*EXTRAIT DE PAGE*.
----------------------------------------

Rien qu'à la Commission, près de 200 personnes travailleraient pour un salaire inférieur au minimum légal au Luxembourg. Un dumping social «inacceptable», estime le président de l'USL. (photo Alain Rischard)

Depuis plusieurs années, un loup s’est introduit dans la bergerie de la fonction publique européenne : l’agent contractuel, déplore Miguel Vicente Nuñez, le président de l’Union syndicale Luxembourg (USL). Être payé en dessous du salaire minimum, au Luxembourg? Dans les institutions européennes, c’est possible, dénonce le syndicaliste, qui s’inquiète d’une précarisation et d’une perte d’attractivité croissante du second employeur du Grand-Duché.

Le Quotidien : En 2004, une grande réforme de la politique du personnel européen a permis à l’UE d’économiser plusieurs milliards d’euros, grâce à une hausse croissante du nombre d’agents contractuels (AC). Pourquoi le déplorez-vous?

Miguel Vicente Nuñez : Le législateur n’avait certainement pas prévu un recours aussi effréné aux contractuels. Depuis 2004, le nombre d’AC a explosé, on en compte désormais près de 10 000, tandis que de nombreux postes de fonctionnaires n’ont pas été remplacés, engendrant une perte de qualité de la fonction publique européenne.

Le poste d’agent contractuel est beaucoup moins avantageux…

En effet. Pour un fonctionnaire, l’échelle des traitements s’échelonne d’environ 2 300 euros par mois à quelque 16 000 euros pour les hauts fonctionnaires les plus gradés. Mais ces derniers sont une minorité, ils représentent, à la Commission, peut-être 300 personnes.

----------------------------------------

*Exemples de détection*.

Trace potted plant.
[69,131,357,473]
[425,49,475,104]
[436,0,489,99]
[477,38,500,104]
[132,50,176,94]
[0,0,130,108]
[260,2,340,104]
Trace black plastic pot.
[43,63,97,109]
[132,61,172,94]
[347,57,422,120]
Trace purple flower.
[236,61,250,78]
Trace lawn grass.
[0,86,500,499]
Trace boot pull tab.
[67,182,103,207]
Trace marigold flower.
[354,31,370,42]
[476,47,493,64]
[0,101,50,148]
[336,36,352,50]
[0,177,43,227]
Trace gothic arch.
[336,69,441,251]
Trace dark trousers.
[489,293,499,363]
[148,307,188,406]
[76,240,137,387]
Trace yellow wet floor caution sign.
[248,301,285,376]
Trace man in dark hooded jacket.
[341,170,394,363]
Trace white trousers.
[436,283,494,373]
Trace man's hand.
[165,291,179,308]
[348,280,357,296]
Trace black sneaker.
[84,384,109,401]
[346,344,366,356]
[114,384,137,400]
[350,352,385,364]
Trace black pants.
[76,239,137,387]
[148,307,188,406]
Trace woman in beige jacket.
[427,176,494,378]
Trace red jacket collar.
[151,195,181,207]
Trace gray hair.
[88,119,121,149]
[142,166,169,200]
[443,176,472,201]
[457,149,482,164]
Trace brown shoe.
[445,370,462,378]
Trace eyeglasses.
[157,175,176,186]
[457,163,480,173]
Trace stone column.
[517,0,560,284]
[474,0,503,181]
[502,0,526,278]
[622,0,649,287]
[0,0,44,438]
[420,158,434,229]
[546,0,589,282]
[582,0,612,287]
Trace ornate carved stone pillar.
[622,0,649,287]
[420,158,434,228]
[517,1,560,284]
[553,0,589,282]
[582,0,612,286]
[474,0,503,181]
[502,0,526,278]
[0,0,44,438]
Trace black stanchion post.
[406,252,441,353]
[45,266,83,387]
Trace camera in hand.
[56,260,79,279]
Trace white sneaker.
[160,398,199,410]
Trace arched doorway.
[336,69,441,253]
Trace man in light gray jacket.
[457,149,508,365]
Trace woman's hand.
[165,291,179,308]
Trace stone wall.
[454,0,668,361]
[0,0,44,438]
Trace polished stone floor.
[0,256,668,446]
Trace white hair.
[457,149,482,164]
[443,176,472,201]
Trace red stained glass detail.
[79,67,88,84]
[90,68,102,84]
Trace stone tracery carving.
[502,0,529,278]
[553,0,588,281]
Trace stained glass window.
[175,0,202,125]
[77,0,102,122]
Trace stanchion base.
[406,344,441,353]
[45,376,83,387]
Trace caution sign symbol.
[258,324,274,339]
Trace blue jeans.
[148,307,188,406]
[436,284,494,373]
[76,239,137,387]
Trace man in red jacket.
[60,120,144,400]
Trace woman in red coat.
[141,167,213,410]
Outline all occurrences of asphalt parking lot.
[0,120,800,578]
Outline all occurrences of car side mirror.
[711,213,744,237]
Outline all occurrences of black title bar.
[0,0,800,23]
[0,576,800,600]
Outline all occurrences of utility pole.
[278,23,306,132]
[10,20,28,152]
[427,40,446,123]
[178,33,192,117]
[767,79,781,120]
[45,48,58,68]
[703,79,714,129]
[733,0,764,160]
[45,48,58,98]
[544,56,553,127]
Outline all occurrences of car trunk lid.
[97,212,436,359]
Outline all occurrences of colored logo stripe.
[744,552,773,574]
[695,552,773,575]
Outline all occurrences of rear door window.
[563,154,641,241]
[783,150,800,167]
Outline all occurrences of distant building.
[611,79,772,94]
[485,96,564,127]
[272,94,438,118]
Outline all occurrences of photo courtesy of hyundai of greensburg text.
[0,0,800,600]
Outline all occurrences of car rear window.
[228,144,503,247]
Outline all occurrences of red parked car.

----------------------------------------

*ÉNONCÉ A*. Renommez « stained glass » en « colored glass » dans les enregistrements, en partant de la ligne qui contient « Trace stone wall. » et en terminant par celle qui contient « [77,0,102,122] ». Rendez uniquement ces lignes, sans autre modification.
*ÉNONCÉ B*. Poursuivez l'entretien sur les agents contractuels des institutions européennes à partir de son dernier passage.
L'entretien et les enregistrements sont indépendants l'un de l'autre.

*RÉPONSE A*.
Trace stone wall.
[454,0,668,361]
[0,0,44,438]
Trace polished stone floor.
[0,256,668,446]
Trace white hair.
[457,149,482,164]
[443,176,472,201]
Trace red colored glass detail.
[79,67,88,84]
[90,68,102,84]
Trace stone tracery carving.
[502,0,529,278]
[553,0,588,281]
Trace colored glass window.
[175,0,202,125]
[77,0,102,122]

*RÉPONSE B*.
Pour les AC, l’échelle va de 1 848 à 6 600 euros. Beaucoup sont donc en situation de précarité. Les plus précaires, les agents d’assistance administrative et technique, voient leur grille de salaire commencer plus bas que le salaire minimum luxembourgeois (NDLR : qui est de 1 922,96 euros bruts pour les travailleurs « non qualifiés » et de 2 307,56 euros pour les « qualifiés »). Au Luxembourg, 300 personnes sont concernées, dont 200 rien qu’à la Commission. Cela fait beaucoup de précaires. C’est une situation inacceptable.

Cette précarité est d’ailleurs plus grande au Luxembourg qu’en Belgique. Comment l’expliquez-vous?

C’est à cause d’une disparité de pouvoir d’achat. La première étude sur le sujet, qui remonte à 2005, montrait déjà une disparité de 5,8 % en faveur de Bruxelles. Cela n’a fait que se détériorer. Cette disparité est désormais de 8,1 %. On essaie donc de faire prendre conscience aux autorités politiques luxembourgeoises et européennes qu’il est urgent d’instaurer un coefficient correcteur pour l’arrondissement de Luxembourg, qui permettrait de compenser cet écart. Car son inapplication constitue une violation du principe d’égalité de traitement du personnel.

Écart qui est lié, on imagine, au marché immobilier luxembourgeois?

En effet, l’écart de pouvoir d’achat est provoqué par les prix élevés du logement au Grand-Duché. Sans le logement, la disparité serait d’ailleurs proche de zéro. C’est pour cela que plus de 30 % des AC qui travaillent au Luxembourg habitent en dehors du pays, à Trèves, Arlon…

Les fonctionnaires sont-ils également mieux lotis en Belgique?

J’aurais tendance à dire oui. Il vaut mieux être à Bruxelles, à cause du meilleur pouvoir d’achat, mais aussi parce qu’on est plus proche du cœur du pouvoir, des institutions. Donc en termes de déroulement de carrière, de mobilité, et de choix de poste, c’est plus favorable.

Cette perte d’attractivité du Luxembourg occasionne-t-elle une pénurie de personnel qualifié?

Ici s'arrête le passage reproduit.